Soal 1:
Jawab pertanyaan berikut berdasarkan artikel tentang sampah.
(a) Berapa kilogram sampah yang dibuang seorang warga Tel Aviv per hari?
(b) Berapa kantong plastik yang bisa digunakan seorang warga Israel per tahun?
(c) Berapa persen dari total limbah Estonia per tahun yang didaur ulang?

Senin, 09 November 2015|13:43:46 WIB
JAKARTA (RRN) - Kisruh sampah Jakarta saat ini kembali membuka mata publik akan carut-marutnya pengelolaan buangan warga yang telah lama jadi momok ibukota. Lantas, bagaimana dengan kondisi pengelolaan sampah di luar negeri?
Pemandangan yang serupa dengan Jakarta ternyata juga tampak di ibukota Israel, Tel Aviv. Dilansir dari Times of Israel pada Kamis (5/11), warga Tel Aviv adalah yang paling banyak membuang sampah di Israel berdasarkan temuan Kementerian Perlindungan Lingkungan negara itu.
Per harinya, seorang warga Tel Aviv membuang hingga 3,1 kilogram sampah, jauh berbeda dengan buangan warga kota Ashdod di Israel selatan yang hanya setengahnya atau 1,49 kilogram. Itu terjadi lantaran Ashdod sukses menerapkan program pembuangan limbah organik dengan memisahkan sisa makanan dari sampahnya untuk dimasukkan ke wadah terpisah dan diolah di fasilitas pengolahan sampah menjadi kompos. Lebih dari 40 ribu rumah tangga Ashdod memiliki wadah sampah kompos.
Sampah Tel Aviv juga lebih banyak daripada sampah seorang warga New York yang hanya membuang sekitar 1,1 kilogram per hari. Menurut Kementerian, 31 persen dari sampah Tel Aviv adalah sayur dan buah yang tak termakan. Ini menjadikan warga Tel Aviv paling banyak membuang makanan yang mereka beli, sekitar 14 persennya menjadi sampah.
Porsi besar sampah Tel Aviv lainnya datang dari kantong plastik yang mencakup 7 persen dari seluruh buangan negara tersebut. Bagaimana tidak, seorang warga Israel bisa menggunakan hingga 275 kantong per tahunnya. Oleh karena itu, Menteri Perlindungan Lingkungan Israel, Amir Peretz berencana menerapkan aturan harga sebesar 40 agorot (senilai Rp1.400) untuk setiap kantong plastik yang hendak dipakai warga demi mengurangi penggunaannya.
Sampah paling sedikit di Eropa
Berbeda dengan Israel, Estonia, Slovenia, dan Belgia menjadi negara terbaik perihal pencegahan sampah dan daur ulang di Eropa menurut statistik dari Eurostat tahun 2014 lalu.
Ketiga negara itu, selain tidak memiliki volume sampah yang besar, turut mengimbangi dengan langkah daur ulang dan kompos yang cukup bagi jumlah sampahnya. Alhasil, warga tiga negara tersebut menghasilkan sampah paling sedikit di seluruh Eropa.
Estonia sendiri per harinya hanya menghasilkan setengah kilogram sampah per kepala. Dari total 279 kilogram limbah per tahun, 40 persennya didaur ulang.

Data Latihan:
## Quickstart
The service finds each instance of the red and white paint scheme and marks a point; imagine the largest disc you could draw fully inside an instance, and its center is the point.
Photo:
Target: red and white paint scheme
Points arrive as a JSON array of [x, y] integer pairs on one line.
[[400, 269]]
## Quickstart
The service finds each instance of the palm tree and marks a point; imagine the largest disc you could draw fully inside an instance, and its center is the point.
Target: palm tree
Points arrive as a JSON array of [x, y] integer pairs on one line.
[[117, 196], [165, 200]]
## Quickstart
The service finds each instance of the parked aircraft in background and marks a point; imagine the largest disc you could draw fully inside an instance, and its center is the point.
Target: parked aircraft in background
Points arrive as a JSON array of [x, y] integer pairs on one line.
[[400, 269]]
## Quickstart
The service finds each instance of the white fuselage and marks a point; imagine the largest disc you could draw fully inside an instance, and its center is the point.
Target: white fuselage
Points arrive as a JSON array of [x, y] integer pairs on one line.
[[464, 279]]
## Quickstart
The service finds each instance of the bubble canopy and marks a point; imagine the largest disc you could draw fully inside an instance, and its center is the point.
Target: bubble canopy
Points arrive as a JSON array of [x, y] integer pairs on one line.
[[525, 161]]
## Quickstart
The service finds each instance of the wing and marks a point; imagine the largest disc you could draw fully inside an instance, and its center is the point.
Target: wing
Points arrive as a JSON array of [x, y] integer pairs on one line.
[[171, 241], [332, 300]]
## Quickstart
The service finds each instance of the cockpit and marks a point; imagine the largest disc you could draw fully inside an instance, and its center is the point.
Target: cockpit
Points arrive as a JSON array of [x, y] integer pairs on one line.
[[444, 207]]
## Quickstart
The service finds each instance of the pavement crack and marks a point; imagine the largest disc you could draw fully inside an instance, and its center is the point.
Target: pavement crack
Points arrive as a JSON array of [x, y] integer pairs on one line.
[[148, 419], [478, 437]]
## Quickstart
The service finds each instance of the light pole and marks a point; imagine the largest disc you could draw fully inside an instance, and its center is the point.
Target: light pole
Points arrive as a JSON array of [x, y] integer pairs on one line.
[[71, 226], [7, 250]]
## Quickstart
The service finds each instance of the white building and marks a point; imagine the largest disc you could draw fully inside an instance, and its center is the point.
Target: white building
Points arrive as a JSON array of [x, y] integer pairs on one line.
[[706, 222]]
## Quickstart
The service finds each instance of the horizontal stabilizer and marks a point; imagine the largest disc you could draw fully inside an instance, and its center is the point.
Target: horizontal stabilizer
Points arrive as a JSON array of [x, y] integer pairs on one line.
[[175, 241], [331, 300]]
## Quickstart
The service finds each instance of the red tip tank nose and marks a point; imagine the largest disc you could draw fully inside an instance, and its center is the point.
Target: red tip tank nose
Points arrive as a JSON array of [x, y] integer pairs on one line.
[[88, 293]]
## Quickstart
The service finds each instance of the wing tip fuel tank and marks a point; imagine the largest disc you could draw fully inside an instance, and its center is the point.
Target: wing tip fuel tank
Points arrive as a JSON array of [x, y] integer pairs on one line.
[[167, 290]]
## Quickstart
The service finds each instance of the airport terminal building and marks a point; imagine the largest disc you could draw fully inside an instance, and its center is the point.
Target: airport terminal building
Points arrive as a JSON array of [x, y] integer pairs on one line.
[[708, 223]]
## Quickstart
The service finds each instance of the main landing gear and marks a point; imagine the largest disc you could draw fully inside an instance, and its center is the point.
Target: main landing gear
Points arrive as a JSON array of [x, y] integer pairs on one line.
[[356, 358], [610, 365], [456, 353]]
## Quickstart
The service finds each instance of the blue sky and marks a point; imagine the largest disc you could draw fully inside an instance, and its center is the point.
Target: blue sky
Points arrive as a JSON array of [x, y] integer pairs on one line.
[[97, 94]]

Soal 2: Tukar "The service" dengan "The tool" pada data, mulai dari baris pertama data sampai dengan baris yang memuat "[[117, 196], [165, 200]]", dan biarkan bagian lain tetap sama. Tuliskan kembali baris-baris tersebut saja.

Pembahasan Jawaban 1:
(a) Seorang warga Tel Aviv membuang hingga 3,1 kilogram sampah per hari.
(b) Seorang warga Israel bisa menggunakan hingga 275 kantong plastik per tahun.
(c) Sebanyak 40 persen dari total 279 kilogram limbah Estonia per tahun didaur ulang.

Pembahasan Jawaban 2:
## Quickstart
The tool finds each instance of the red and white paint scheme and marks a point; imagine the largest disc you could draw fully inside an instance, and its center is the point.
Photo:
Target: red and white paint scheme
Points arrive as a JSON array of [x, y] integer pairs on one line.
[[400, 269]]
## Quickstart
The tool finds each instance of the palm tree and marks a point; imagine the largest disc you could draw fully inside an instance, and its center is the point.
Target: palm tree
Points arrive as a JSON array of [x, y] integer pairs on one line.
[[117, 196], [165, 200]]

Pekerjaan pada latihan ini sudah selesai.